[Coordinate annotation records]
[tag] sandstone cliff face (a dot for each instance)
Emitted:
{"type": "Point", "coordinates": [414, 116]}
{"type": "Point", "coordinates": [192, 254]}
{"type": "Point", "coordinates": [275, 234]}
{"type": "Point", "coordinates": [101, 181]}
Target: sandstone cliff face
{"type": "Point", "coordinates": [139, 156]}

Short exercise –
Format the material above as a two-column Markdown table headed Row and Line, with one numbered row per line and any blank lines omitted.

In response –
| Row | Line |
|---|---|
| 1 | [tag] sandstone cliff face (a dot for each instance) |
| 2 | Emitted: |
| 3 | {"type": "Point", "coordinates": [414, 116]} |
| 4 | {"type": "Point", "coordinates": [192, 254]} |
| 5 | {"type": "Point", "coordinates": [275, 234]} |
| 6 | {"type": "Point", "coordinates": [101, 181]} |
| 7 | Target: sandstone cliff face |
| 8 | {"type": "Point", "coordinates": [139, 156]} |